====== Отрывок ======

Больше всего почитают чехи знаменитого историографа Чешского королевства и политического деятеля Франтишека Палацкого. Составитель самой подробной «Истории чешского народа в Чехии и Моравии» внес большой вклад абсолютно во все области национальной жизни. Он заботился о чешском театре, опекал славянских ученых в Праге, составил подробный энциклопедический научный словарь, активно занимался политикой. Современниками он был признан духовным вождем чешского народа, а в конце XIX века чехи воздвигли ему грандиозный памятник на площади его имени.

======

■ **Ваше задание**
Перечислите все занятия Франтишека Палацкого, названные в отрывке в предложении, которое начинается словами «Он заботился о чешском театре».

====== Представленные данные ======

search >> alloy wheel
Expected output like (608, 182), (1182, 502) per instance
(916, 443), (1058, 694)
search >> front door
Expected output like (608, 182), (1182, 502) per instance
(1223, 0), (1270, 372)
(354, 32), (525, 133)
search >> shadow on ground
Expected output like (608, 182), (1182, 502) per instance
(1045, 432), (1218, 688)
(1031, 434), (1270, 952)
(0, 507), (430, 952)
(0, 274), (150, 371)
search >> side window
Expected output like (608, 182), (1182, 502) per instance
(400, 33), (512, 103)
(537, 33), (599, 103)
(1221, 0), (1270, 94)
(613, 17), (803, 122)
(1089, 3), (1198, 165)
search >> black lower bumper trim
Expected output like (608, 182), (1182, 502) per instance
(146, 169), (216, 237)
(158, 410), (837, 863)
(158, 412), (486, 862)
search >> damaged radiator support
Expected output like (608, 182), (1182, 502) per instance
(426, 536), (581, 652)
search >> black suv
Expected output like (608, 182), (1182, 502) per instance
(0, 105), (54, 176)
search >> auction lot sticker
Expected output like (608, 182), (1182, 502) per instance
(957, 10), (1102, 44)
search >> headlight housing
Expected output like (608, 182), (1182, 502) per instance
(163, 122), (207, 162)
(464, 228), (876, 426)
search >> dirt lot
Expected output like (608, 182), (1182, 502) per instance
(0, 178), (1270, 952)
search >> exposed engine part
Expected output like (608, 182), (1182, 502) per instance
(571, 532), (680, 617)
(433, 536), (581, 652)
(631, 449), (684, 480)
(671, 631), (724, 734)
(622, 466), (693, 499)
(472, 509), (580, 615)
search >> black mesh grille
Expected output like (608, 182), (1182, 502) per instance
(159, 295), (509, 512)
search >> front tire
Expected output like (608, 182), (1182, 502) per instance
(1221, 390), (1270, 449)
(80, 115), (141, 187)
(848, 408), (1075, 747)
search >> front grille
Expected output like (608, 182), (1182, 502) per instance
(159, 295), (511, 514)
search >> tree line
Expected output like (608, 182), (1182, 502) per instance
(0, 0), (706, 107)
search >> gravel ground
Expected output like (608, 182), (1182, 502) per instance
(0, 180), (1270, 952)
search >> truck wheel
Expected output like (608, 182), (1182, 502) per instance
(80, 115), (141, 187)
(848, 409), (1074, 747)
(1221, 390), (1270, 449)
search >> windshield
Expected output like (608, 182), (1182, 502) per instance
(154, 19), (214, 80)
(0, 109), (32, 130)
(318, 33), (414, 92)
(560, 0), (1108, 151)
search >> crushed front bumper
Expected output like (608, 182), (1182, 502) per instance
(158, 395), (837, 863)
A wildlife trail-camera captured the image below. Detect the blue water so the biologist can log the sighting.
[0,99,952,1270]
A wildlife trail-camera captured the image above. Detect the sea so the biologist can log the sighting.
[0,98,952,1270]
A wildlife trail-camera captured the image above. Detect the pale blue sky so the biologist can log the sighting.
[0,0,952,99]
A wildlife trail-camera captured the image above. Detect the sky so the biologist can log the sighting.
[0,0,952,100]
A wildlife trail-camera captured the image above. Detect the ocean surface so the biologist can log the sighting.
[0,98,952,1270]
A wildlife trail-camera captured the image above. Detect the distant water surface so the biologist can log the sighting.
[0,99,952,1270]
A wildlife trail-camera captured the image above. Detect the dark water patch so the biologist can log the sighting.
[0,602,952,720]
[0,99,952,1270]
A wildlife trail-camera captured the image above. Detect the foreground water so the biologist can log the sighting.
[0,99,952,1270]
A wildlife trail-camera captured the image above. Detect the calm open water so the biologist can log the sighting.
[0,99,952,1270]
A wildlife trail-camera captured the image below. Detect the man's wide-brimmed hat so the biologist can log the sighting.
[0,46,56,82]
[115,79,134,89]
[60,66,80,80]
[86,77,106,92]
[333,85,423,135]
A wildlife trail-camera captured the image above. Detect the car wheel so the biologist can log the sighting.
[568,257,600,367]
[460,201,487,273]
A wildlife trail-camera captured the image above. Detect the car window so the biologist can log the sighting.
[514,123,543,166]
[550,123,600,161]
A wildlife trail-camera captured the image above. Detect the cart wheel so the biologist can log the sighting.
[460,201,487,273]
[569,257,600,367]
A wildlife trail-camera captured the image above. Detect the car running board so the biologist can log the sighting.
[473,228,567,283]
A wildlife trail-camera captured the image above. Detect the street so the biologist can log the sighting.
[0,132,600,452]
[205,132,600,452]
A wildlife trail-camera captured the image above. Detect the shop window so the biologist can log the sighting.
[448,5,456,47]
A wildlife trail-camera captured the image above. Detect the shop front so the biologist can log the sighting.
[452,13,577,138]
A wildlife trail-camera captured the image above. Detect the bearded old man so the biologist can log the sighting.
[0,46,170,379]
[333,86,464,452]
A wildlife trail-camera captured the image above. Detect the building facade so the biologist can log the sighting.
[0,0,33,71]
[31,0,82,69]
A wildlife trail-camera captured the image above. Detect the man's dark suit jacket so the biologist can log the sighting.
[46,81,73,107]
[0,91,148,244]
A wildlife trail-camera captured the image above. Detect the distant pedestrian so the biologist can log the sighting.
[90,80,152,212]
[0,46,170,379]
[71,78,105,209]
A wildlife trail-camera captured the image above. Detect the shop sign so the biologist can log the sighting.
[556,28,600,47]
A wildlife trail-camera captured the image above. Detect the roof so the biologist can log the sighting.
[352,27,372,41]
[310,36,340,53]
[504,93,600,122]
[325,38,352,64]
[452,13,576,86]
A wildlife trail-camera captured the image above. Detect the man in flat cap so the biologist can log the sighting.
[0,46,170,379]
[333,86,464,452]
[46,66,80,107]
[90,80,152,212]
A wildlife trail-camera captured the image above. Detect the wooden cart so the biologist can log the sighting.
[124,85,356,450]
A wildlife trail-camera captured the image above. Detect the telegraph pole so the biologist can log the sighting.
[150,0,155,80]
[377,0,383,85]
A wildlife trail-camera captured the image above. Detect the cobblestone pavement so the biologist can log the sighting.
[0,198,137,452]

======

■ **Результат задания**
- заботился о чешском театре
- опекал славянских ученых в Праге
- составил подробный энциклопедический научный словарь
- активно занимался политикой